PROBLEM DETAILS> The answer must be every line below that holds the word "blue".

EXERCISE INPUTS>
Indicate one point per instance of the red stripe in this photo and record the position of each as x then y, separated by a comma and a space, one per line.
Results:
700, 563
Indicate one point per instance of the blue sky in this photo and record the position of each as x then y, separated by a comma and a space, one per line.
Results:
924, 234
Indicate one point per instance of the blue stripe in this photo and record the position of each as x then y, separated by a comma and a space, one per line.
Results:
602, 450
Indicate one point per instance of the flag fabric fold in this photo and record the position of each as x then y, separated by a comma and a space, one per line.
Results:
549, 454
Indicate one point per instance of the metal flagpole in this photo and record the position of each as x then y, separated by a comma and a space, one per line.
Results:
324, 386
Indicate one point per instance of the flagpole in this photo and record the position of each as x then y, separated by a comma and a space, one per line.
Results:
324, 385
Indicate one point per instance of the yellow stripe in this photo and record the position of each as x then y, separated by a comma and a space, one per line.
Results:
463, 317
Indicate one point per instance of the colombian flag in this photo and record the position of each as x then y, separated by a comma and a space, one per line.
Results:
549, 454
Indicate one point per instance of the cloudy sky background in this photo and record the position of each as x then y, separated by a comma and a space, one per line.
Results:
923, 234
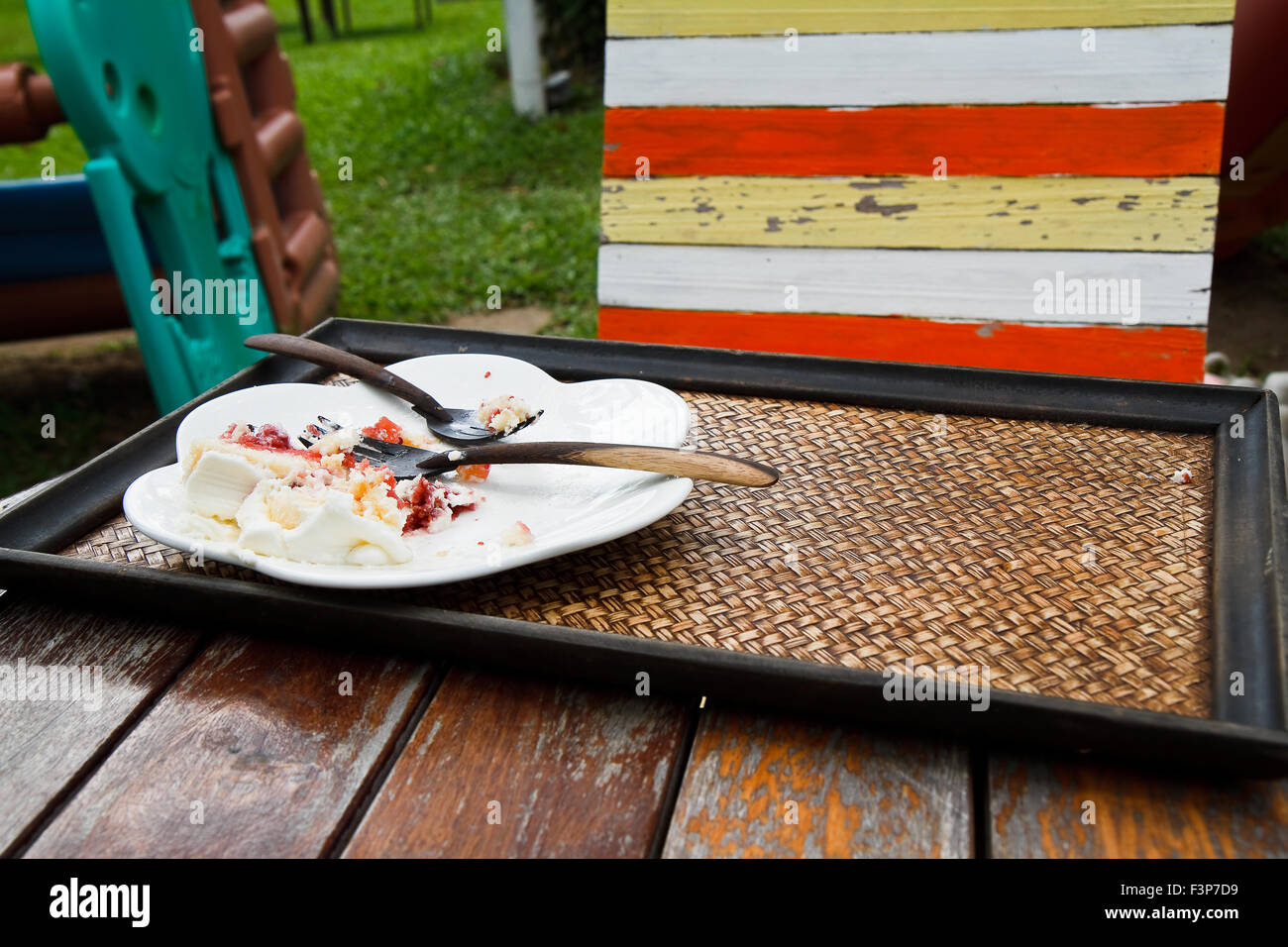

FINAL ANSWER>
Indicate one point per instance of the blue sky in this photo and record the position of each as x then y, separated by a comma and a space, one per line.
Indicate one point per instance of the blue stripe in this photo and record the position of each as x then y, separated by a comma and a space, one per line.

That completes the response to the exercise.